== Ejercicio ==
Responde estas preguntas sobre el texto de Junín de noche:
(a) ¿Quién camina con quien narra hacia Junín con La Playa?
(b) ¿Qué día es y qué hora es durante el paseo?
(c) ¿Entre qué calles se peatonalizó Junín?

== Fragmento elegido ==
Juniniar de noche
Maria Isabel Naranjo

Juniniar de noche

Juniniar de noche no es juniniar. ¡Es callejear innecesariamente! —dice el arquitecto Gabriel Duque, que camina conmigo hacia Junín con La Playa.

Es sábado. Son las ocho. El cielo amenaza con lluvia. En el celular tengo una fotografía de Junín en 1960, una década antes de que fuera peatonalizada entre La Playa y Caracas, como una forma de homenajear una época dorada “donde los ricos, los políticos y los amantes se complacieron sin límites”, según cuenta Jairo Osorio en su libro Junín 1960. En la foto también es de noche. Los anuncios de los locales son tubos fluorescentes que brillan sobre el pavimento mojado. No hay nadie. Uno se da cuenta de que es Medellín porque lee: Librería Continental, Casa del Niño, Pintuco, Calzado La Corona, Everfit, Donald... hasta que no se distinguen más, solo unas tiras de bombillos colgados de lado a lado, hasta el final de la cuadra. La calle está sola, pero esas lucecitas como de ciudad que no duerme dan ganas de estar ahí, en el pasado.

Entonces le digo:

–¿Quién dijo que el verbo juniniar no se puede conjugar de noche?

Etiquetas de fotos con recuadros
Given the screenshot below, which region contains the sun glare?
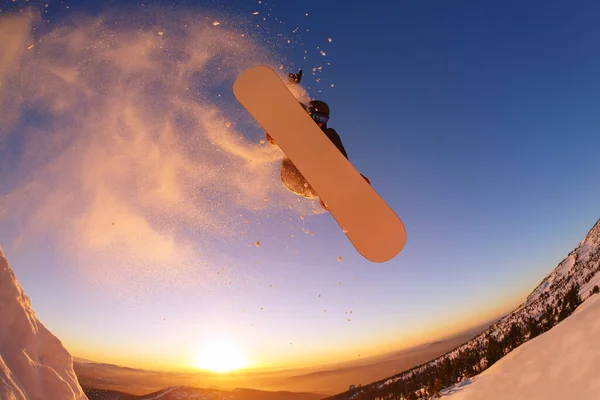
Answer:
[195,339,248,373]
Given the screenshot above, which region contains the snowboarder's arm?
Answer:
[325,128,348,158]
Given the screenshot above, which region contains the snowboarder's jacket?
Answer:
[321,125,348,159]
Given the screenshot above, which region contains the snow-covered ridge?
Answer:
[0,249,87,400]
[441,286,600,400]
[334,220,600,399]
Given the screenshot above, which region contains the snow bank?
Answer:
[442,295,600,400]
[0,249,87,400]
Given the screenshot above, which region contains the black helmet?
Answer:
[308,100,329,116]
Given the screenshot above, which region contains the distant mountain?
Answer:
[441,295,600,400]
[84,386,323,400]
[328,220,600,400]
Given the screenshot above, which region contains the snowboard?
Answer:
[233,65,406,262]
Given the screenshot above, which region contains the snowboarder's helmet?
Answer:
[308,100,329,116]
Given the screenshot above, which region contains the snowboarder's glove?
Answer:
[288,70,302,85]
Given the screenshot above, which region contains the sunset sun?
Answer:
[194,339,248,373]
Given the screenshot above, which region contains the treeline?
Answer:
[325,285,599,400]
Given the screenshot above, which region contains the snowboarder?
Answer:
[265,70,371,210]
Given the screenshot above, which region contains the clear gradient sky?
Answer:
[0,0,600,369]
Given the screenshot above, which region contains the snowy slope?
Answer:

== Respuesta escrita ==
(a) El arquitecto Gabriel Duque.
(b) Es sábado y son las ocho.
(c) Entre La Playa y Caracas.